Page text:
>>>

According to the New Jersey Department of Health, whites made up 57% of those who’ve gotten vaccinated, followed by Hispanic and Latinx who made up 13%, Asian Americans who made up 11% and Blacks who made up 8%.
Racial disparities have long been recognized not just in the vaccine, but in health outcomes overall. Hispanic and African-American communities across the nation were among the most devastated over the course of the COVID-19 pandemic.
New Jersey Health Commissioner Judith Persichilli said that mobile vaccination units will go into hard-to-reach communities where those vaccine rates have lagged – 16 municipalities with over 10,000 residents have less than 40% of their eligible populations vaccinated, many of them African-American and Hispanic-majority.
Given the less-stringent storage requirements for Johnson & Johnson’s shots, and that fact that it requires just one dose, state health officials are hoping to use it to go after these hard-to-reach populations missed by prior vaccination efforts, including urban, lower-income neighborhoods, the homeless and homebound seniors.
Stephanie Silvera, an infectious disease expert and Montclair State University public health professor, identified three unvaccinated groups. The first includes those who refuse to get vaccinated. The second includes those on the fence – what she called the “wait and see group,” which she noted has been shrinking over the past several months. Then there are “people who want vaccines but are experiencing barriers to getting vaccines.”
“That’s low-hanging fruit,” she said in a phone interview. “We just have to figure out how to get it to them.”
Hence outreach efforts launched under Operation Jersey Summer: to get vaccines to lower-income, urban and typically African-American and Hispanic communities.
Halkitis explained that given the characteristics of unvaccinated New Jerseyans, Murphy’s June 30 threshold and some amount of herd immunity is still feasible. But he estimated that the state would need to vaccinate between 30,000 and 40,000 people a day. The next two months boil down to an issue of “motivation” rather than “manpower.”

<<<

Items from a dataset:
>>>

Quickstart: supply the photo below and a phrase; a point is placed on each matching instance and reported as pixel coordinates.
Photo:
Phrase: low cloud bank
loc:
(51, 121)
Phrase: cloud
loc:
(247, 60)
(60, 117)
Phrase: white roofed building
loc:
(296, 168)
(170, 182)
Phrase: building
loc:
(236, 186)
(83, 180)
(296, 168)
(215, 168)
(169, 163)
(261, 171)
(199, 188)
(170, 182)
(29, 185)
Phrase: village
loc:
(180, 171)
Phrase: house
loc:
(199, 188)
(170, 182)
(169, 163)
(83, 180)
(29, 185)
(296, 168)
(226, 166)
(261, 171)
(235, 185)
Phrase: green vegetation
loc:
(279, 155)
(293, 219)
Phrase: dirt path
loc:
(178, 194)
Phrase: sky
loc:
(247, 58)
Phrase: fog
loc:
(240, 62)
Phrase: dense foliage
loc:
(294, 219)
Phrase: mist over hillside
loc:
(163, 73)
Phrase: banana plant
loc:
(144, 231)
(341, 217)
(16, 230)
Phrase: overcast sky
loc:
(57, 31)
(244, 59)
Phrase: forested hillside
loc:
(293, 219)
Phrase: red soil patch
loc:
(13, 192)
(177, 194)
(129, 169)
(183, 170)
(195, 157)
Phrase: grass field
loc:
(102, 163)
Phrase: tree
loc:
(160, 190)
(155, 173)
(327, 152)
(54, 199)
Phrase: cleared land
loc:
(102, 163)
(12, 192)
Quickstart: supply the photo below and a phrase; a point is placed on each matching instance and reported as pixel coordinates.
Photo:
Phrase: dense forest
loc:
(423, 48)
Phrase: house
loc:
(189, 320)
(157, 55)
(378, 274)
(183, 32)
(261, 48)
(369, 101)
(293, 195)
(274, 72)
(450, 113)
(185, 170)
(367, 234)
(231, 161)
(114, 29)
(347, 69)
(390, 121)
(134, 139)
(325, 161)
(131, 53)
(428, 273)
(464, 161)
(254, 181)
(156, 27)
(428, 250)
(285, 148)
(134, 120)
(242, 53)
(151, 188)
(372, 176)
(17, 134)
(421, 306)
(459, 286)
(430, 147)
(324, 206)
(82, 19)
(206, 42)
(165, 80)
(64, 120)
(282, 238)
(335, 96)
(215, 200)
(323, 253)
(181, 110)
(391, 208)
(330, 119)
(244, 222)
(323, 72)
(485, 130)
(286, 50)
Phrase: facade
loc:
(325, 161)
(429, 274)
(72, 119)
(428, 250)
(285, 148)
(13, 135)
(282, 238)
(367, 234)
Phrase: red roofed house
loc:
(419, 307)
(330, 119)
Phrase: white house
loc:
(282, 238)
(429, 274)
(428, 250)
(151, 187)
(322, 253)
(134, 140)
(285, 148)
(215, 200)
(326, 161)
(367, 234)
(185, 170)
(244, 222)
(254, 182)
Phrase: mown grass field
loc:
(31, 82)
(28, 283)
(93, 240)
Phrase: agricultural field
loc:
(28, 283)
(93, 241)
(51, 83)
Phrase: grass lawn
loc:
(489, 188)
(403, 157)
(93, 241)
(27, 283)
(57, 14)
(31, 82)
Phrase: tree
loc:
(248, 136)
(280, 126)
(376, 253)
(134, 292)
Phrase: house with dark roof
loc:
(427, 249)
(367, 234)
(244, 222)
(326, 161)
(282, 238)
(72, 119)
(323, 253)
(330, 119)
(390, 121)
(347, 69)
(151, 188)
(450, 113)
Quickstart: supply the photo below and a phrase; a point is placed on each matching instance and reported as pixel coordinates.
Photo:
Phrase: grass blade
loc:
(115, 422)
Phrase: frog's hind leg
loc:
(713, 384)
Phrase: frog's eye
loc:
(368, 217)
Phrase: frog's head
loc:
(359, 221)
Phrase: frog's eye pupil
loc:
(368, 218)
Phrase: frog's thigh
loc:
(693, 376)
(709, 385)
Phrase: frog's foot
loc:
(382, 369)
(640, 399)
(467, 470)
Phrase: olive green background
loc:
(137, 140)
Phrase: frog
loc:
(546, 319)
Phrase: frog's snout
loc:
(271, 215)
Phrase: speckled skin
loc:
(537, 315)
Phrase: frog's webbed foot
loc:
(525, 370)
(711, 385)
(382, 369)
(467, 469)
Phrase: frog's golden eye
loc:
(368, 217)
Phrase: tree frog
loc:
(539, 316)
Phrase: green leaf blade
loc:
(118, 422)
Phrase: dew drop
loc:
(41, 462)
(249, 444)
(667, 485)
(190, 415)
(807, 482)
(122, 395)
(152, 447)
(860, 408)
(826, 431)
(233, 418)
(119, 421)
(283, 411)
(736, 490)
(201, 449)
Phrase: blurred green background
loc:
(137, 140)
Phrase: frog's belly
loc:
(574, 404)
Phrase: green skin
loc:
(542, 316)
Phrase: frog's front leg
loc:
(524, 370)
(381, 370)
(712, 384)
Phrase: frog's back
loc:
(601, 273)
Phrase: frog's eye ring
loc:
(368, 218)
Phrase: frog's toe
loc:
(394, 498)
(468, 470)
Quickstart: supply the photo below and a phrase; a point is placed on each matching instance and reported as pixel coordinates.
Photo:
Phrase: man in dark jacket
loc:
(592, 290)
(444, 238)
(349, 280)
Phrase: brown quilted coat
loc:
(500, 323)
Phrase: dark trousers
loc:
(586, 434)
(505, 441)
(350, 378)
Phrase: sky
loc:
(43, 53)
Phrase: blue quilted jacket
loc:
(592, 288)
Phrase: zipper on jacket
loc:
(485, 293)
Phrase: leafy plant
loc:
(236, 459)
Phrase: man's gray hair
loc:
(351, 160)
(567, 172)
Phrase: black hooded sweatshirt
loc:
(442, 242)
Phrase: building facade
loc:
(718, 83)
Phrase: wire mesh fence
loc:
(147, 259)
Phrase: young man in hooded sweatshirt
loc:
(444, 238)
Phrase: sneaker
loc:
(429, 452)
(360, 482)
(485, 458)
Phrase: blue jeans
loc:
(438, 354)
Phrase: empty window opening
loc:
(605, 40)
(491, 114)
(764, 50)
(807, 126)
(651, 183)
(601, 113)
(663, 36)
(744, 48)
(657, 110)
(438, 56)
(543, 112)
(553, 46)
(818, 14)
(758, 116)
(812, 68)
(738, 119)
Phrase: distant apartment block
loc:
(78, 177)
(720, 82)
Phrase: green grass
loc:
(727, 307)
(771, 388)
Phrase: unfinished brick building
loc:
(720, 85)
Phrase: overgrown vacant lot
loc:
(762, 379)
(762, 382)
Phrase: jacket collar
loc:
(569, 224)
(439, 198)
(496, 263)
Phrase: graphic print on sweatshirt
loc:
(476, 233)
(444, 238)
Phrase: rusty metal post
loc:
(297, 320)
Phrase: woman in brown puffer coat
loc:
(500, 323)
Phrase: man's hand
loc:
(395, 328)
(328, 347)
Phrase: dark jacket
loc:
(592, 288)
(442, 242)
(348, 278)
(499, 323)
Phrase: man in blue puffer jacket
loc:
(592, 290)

<<<

Exercise 1: Copy everything from "Racial disparities have" down to "and homebound seniors." in the passage on New Jersey's vaccination gaps, renaming "mobile vaccination units" as "pop-up vaccine clinics" throughout.
Exercise 2: Go on with the passage on New Jersey's vaccination gaps from the point where it stops.

Response area 1:
Racial disparities have long been recognized not just in the vaccine, but in health outcomes overall. Hispanic and African-American communities across the nation were among the most devastated over the course of the COVID-19 pandemic.
New Jersey Health Commissioner Judith Persichilli said that pop-up vaccine clinics will go into hard-to-reach communities where those vaccine rates have lagged – 16 municipalities with over 10,000 residents have less than 40% of their eligible populations vaccinated, many of them African-American and Hispanic-majority.
Given the less-stringent storage requirements for Johnson & Johnson’s shots, and that fact that it requires just one dose, state health officials are hoping to use it to go after these hard-to-reach populations missed by prior vaccination efforts, including urban, lower-income neighborhoods, the homeless and homebound seniors.

Response area 2:
Persichilli estimated that the state will need to administer 280,000 first doses each week in May and 220,000 second doses in June in order to reach the state’s goals. “Our counties will have to administer, depending on where they are, between 3,000 and 35,000 first doses weekly in May and between 3,000 and 23,000 second doses through June, depending on how successful they have been to date,” she said on May 10. “We have a lot of work ahead of us.”
Patrick Murray, who heads the Monmouth University Polling Institute, cautioned that the reports of blood clots in a handful of J&J vaccine recipients did not help convince reluctant residents to get the shots. “It may have spooked people we characterize as vaccine-hesitant,” he said May 6 statement accompanying a poll in the vaccine issue. “While the overall population share represented by this group may be small, it matters when that percentage could be the difference between herd immunity and a continuing pandemic.”
The poll found that 63% of New Jersey adults got at least one vaccine, while 14% said they still want to wait for others to get it, and another 14% have no plans to get the shot. Republicans were more likely to fall into this “anti-vax group,” the poll found.
“For the type of people staunchly anti-vaccine, that’s a much harder wall to break,” Silvera said. “That’s what ultimately could be what keeps us from getting to herd immunity.”